Task objective: Your reply should hold only the lines from the one containing "Locate every instance of the vulture" to the final line of the listing below, restated word for word.

- - -

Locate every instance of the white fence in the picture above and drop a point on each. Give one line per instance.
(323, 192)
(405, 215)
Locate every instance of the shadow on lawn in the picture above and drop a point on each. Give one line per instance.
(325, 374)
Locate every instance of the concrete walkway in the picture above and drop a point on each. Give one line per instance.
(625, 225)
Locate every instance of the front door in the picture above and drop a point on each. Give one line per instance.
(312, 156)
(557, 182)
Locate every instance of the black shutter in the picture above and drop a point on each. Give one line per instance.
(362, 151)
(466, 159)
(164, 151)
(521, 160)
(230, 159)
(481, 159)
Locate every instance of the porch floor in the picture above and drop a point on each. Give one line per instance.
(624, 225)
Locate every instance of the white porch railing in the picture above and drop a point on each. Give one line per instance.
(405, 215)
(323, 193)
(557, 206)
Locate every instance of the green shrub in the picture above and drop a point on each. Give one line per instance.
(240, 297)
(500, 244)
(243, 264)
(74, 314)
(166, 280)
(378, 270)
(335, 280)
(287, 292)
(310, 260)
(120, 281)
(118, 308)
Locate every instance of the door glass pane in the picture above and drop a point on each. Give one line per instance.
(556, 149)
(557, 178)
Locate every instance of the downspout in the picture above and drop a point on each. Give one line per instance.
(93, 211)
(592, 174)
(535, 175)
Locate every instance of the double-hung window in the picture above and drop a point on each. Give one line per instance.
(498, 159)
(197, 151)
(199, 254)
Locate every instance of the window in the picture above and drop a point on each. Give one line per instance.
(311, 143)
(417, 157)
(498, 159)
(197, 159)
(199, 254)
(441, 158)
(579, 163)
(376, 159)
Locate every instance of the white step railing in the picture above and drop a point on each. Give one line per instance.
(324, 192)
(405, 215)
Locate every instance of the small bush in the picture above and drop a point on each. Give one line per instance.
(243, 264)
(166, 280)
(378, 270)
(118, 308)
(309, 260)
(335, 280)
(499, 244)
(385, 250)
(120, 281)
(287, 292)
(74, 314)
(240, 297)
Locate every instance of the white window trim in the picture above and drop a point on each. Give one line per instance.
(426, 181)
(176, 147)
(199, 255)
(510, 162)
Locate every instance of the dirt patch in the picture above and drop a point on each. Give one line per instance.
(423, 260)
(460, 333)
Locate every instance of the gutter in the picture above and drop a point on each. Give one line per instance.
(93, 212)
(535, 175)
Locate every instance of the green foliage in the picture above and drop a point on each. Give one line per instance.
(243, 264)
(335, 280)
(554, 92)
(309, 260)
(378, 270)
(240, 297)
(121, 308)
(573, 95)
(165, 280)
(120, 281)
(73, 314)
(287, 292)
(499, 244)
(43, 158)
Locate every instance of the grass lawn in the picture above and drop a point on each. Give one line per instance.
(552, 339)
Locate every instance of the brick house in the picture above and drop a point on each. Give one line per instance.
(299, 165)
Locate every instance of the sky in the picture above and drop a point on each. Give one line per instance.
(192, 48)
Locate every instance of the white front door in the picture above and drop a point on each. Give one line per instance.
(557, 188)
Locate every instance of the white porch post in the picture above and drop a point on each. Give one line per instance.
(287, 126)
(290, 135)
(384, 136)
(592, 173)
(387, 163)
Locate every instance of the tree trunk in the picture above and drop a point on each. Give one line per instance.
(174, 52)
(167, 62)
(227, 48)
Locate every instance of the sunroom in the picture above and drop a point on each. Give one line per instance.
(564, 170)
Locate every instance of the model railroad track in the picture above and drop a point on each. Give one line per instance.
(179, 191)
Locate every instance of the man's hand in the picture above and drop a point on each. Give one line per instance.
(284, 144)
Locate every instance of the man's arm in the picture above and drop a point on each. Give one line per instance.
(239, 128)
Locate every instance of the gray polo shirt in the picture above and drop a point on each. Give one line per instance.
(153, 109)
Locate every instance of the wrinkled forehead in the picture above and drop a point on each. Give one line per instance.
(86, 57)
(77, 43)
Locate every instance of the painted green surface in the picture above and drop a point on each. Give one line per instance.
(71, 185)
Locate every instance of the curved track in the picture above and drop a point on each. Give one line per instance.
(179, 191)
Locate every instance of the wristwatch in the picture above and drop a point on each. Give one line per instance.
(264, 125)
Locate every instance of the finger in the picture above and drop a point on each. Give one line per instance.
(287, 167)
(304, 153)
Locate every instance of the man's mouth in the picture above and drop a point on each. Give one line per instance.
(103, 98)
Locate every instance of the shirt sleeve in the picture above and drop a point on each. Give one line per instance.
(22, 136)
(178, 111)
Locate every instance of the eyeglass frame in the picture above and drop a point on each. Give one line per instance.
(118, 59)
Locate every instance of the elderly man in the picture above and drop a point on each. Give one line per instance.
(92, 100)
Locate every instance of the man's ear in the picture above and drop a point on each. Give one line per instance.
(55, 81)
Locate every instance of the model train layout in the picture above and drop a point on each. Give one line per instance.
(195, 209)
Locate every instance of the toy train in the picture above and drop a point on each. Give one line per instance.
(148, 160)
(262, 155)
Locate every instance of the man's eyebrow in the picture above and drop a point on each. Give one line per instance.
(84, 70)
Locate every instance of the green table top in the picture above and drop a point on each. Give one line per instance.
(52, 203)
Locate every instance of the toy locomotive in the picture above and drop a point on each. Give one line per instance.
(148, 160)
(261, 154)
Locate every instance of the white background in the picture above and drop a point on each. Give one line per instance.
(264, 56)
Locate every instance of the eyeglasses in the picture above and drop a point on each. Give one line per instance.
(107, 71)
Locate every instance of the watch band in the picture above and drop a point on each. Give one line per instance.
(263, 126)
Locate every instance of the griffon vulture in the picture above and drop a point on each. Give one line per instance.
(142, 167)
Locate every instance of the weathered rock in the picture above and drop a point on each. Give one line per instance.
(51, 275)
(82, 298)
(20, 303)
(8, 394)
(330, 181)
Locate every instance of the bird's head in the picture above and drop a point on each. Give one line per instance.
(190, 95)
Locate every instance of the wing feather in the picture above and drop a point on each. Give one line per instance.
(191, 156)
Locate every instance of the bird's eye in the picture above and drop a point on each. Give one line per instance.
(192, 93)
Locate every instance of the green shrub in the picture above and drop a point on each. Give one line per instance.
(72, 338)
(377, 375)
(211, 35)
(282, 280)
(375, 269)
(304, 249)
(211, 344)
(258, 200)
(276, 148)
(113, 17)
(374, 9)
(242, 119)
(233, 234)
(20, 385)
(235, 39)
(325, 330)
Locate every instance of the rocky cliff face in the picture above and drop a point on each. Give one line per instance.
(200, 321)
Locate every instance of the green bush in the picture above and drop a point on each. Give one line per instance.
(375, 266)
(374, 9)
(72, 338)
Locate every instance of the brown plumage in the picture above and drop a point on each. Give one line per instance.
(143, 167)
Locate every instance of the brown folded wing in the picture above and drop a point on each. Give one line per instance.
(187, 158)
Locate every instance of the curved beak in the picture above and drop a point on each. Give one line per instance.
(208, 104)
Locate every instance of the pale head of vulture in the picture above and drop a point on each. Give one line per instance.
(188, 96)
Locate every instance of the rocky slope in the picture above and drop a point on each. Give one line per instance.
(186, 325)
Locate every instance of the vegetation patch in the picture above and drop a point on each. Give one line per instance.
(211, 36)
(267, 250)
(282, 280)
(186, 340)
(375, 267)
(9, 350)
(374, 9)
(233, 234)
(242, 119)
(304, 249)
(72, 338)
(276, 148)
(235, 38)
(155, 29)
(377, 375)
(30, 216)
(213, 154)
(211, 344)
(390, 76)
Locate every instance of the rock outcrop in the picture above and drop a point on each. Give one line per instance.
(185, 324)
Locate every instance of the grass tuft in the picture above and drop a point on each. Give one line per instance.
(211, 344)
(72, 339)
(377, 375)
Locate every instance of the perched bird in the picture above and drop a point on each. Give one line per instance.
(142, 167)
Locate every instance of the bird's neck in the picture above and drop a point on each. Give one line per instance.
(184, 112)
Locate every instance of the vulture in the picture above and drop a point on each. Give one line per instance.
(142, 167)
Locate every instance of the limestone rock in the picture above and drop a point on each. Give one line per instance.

- - -

Response area:
Locate every instance of the vulture in the picture above and drop a point on each. Give one line per instance.
(142, 167)
Locate every instance of the limestone rock in the picture above and drop a point on each. Give one line per instance.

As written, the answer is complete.